Task statement => Your task is to retype each line of the data below exactly.
-------- The data --------
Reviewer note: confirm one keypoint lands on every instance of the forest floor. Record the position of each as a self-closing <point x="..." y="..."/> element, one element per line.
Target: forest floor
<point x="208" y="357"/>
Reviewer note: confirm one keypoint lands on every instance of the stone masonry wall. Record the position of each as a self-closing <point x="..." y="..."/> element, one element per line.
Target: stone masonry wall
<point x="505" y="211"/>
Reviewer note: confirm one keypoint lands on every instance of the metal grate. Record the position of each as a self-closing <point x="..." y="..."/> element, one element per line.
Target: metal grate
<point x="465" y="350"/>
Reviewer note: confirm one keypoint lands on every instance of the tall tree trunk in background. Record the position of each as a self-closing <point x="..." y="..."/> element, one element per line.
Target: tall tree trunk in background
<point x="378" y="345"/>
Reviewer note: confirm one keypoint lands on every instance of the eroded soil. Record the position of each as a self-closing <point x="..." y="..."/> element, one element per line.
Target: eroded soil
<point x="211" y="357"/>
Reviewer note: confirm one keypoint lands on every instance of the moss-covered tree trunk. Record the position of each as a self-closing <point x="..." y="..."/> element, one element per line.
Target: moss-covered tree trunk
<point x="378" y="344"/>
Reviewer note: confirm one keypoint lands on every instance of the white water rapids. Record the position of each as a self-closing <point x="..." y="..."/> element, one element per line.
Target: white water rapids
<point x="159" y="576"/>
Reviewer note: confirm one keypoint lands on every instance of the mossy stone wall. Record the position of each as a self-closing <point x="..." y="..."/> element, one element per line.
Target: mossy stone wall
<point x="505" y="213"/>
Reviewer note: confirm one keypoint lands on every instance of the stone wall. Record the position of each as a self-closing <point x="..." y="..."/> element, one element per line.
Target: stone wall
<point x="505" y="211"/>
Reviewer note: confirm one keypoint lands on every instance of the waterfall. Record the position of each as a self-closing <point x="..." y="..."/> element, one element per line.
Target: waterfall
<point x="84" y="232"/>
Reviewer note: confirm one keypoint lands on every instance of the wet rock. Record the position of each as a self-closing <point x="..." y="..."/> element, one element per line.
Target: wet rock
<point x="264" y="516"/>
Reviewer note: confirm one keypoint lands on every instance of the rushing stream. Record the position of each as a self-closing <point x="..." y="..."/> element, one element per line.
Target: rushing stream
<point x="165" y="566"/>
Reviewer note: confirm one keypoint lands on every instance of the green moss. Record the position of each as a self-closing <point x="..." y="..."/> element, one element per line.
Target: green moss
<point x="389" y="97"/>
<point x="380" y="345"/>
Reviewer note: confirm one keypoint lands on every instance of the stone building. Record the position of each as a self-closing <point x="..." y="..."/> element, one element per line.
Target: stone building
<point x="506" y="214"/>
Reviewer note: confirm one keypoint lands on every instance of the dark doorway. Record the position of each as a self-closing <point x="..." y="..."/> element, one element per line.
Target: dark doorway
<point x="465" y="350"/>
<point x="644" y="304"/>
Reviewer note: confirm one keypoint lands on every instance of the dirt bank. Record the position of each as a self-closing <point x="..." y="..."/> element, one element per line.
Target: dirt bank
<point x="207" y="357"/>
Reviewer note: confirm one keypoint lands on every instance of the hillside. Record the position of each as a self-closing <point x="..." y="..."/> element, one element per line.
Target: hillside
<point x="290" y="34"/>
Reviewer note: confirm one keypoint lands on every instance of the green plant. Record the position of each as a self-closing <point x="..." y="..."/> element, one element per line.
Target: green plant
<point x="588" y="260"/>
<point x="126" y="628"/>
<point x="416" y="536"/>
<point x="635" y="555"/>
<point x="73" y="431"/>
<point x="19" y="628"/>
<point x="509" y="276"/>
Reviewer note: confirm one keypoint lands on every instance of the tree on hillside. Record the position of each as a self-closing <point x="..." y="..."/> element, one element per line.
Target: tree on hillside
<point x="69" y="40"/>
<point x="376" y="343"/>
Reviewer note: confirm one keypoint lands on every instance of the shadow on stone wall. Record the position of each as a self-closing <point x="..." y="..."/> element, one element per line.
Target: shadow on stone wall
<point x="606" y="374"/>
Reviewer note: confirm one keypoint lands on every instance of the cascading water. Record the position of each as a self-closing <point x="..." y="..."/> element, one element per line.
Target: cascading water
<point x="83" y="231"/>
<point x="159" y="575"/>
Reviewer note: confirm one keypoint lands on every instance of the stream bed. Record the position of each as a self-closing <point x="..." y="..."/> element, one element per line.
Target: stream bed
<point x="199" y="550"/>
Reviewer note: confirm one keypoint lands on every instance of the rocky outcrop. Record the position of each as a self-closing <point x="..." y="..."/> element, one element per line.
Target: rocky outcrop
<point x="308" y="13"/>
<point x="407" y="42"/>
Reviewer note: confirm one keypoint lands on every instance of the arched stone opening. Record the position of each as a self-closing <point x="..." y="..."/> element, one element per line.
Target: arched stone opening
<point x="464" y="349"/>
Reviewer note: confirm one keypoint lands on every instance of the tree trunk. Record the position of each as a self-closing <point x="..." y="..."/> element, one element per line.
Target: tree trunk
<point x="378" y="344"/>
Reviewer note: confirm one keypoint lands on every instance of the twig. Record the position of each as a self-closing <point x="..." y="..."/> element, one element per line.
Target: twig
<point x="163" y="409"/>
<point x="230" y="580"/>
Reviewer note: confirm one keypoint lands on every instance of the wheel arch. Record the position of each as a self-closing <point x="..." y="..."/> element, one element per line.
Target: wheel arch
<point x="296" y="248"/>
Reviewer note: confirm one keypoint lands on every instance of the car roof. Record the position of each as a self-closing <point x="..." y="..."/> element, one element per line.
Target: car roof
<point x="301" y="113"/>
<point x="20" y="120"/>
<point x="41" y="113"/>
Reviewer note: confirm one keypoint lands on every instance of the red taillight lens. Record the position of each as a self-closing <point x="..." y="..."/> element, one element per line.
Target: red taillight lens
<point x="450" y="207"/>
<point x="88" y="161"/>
--------
Finished exercise =>
Reviewer note: confirm one keypoint lands on every instance of the forest floor. Record the position of each as a self-closing <point x="..." y="..."/> element, one element per line.
Target: forest floor
<point x="208" y="357"/>
Reviewer note: confirm one keypoint lands on every instance of the stone masonry wall. Record the position of each as a self-closing <point x="..." y="..."/> element, one element per line.
Target: stone masonry wall
<point x="505" y="211"/>
Reviewer note: confirm one keypoint lands on every instance of the metal grate. Record the position of each as a self-closing <point x="..." y="..."/> element, one element per line.
Target: metal grate
<point x="465" y="350"/>
Reviewer note: confirm one keypoint lands on every instance of the tall tree trunk in background. Record the position of each as a self-closing <point x="..." y="..."/> element, one element per line.
Target: tall tree trunk in background
<point x="378" y="345"/>
Reviewer note: confirm one keypoint lands on every instance of the eroded soil. Record the position of each as a self-closing <point x="..." y="..."/> element, one element per line.
Target: eroded soil
<point x="211" y="357"/>
Reviewer note: confirm one keypoint lands on every instance of the moss-covered tree trunk. Record the position of each as a self-closing <point x="..." y="..."/> element, one element per line.
Target: moss-covered tree trunk
<point x="378" y="344"/>
Reviewer note: confirm one keypoint lands on every instance of the white water rapids. Record the position of each as a self-closing <point x="..." y="..."/> element, one element per line.
Target: white water rapids
<point x="159" y="576"/>
Reviewer note: confirm one keypoint lands on every instance of the mossy stone wall. Record the position of each as a self-closing <point x="..." y="..."/> element, one element per line.
Target: mossy stone wall
<point x="505" y="213"/>
Reviewer note: confirm one keypoint lands on every instance of the stone wall. Record the position of each as a self-closing <point x="..." y="..."/> element, one element per line.
Target: stone wall
<point x="505" y="211"/>
Reviewer note: confirm one keypoint lands on every instance of the waterfall. Record the position of each as a self-closing <point x="..." y="..."/> element, one element per line.
Target: waterfall
<point x="84" y="232"/>
Reviewer note: confirm one keypoint lands on every instance of the wet rock. Record the position of each as a self-closing <point x="..." y="..."/> element, one element per line.
Target: wet rock
<point x="264" y="516"/>
Reviewer note: confirm one keypoint lands on every instance of the rushing stream. Record the position of each as a self-closing <point x="..." y="..."/> element, one element per line.
Target: rushing stream
<point x="165" y="566"/>
Reviewer note: confirm one keypoint lands on every instance of the green moss. Record the position of each as a self-closing <point x="..." y="..."/> element, one element per line.
Target: green moss
<point x="389" y="97"/>
<point x="380" y="345"/>
Reviewer note: confirm one keypoint lands on every instance of the stone building. Record the position of each as a self-closing <point x="..." y="..."/> element, one element per line.
Target: stone building
<point x="506" y="214"/>
Reviewer note: confirm one keypoint lands on every instance of the dark doorway. Record the position of each as a self-closing <point x="..." y="..."/> element, one element per line.
Target: dark doorway
<point x="465" y="350"/>
<point x="644" y="304"/>
Reviewer note: confirm one keypoint lands on every instance of the dirt bank. Record the position of each as a self-closing <point x="..." y="..."/> element, one element per line.
Target: dirt bank
<point x="207" y="357"/>
Reviewer note: confirm one keypoint lands on every instance of the hillside. Record the position of each as a self-closing <point x="..." y="..."/> element, one element per line.
Target: hillside
<point x="290" y="34"/>
Reviewer note: confirm one keypoint lands on every instance of the green plant. Record the position of each as a self-closing <point x="..." y="..."/> element, one element per line.
Target: green plant
<point x="588" y="260"/>
<point x="126" y="628"/>
<point x="416" y="536"/>
<point x="635" y="555"/>
<point x="73" y="431"/>
<point x="19" y="628"/>
<point x="509" y="276"/>
Reviewer note: confirm one keypoint lands on every instance of the tree on hillside. Record the position of each as a self-closing <point x="..." y="..."/> element, one element per line.
Target: tree on hillside
<point x="69" y="40"/>
<point x="376" y="343"/>
Reviewer note: confirm one keypoint lands on every instance of the shadow on stone wall. Record the position of each as a self-closing <point x="..." y="..."/> element, one element per line.
Target: shadow on stone wall
<point x="606" y="374"/>
Reviewer note: confirm one keypoint lands on every instance of the cascading water. Record the position of each as a self-closing <point x="..." y="..."/> element, one element per line.
Target: cascading water
<point x="83" y="231"/>
<point x="159" y="575"/>
Reviewer note: confirm one keypoint lands on every instance of the stream bed. Record the position of each as a self-closing <point x="..." y="..."/> element, one element per line.
Target: stream bed
<point x="199" y="550"/>
Reviewer note: confirm one keypoint lands on every instance of the rocky outcrop. Record the position of each as a self-closing <point x="..." y="..."/> element, one element per line.
Target: rocky outcrop
<point x="308" y="13"/>
<point x="407" y="42"/>
Reviewer note: confirm one keypoint lands on every instance of the arched stone opening. Record the position of each as a self-closing <point x="..." y="..."/> element, one element per line.
Target: arched stone opening
<point x="464" y="349"/>
Reviewer note: confirm one keypoint lands on every instance of the tree trunk. Record the position of each as a self-closing <point x="..." y="..."/> element, one element per line.
Target: tree trunk
<point x="378" y="344"/>
Reviewer note: confirm one keypoint lands on every instance of the twig. Record the position of each as a self-closing <point x="..." y="..."/> element, one element per line.
Target: twig
<point x="163" y="409"/>
<point x="230" y="580"/>
Reviewer note: confirm one keypoint lands on every instance of the wheel arch. Record the position of each as a self-closing <point x="..." y="..."/> element, one element per line.
Target: wheel arch
<point x="296" y="248"/>
Reviewer note: confirm one keypoint lands on every instance of the car roof. Record the position of each as a self-closing <point x="..." y="..."/> element, one element per line.
Target: car roof
<point x="301" y="113"/>
<point x="20" y="120"/>
<point x="41" y="113"/>
Reviewer note: confirm one keypoint lands on every instance of the red taillight lens. Record the position of each as a self-closing <point x="..." y="..."/> element, one element per line.
Target: red taillight lens
<point x="450" y="207"/>
<point x="88" y="161"/>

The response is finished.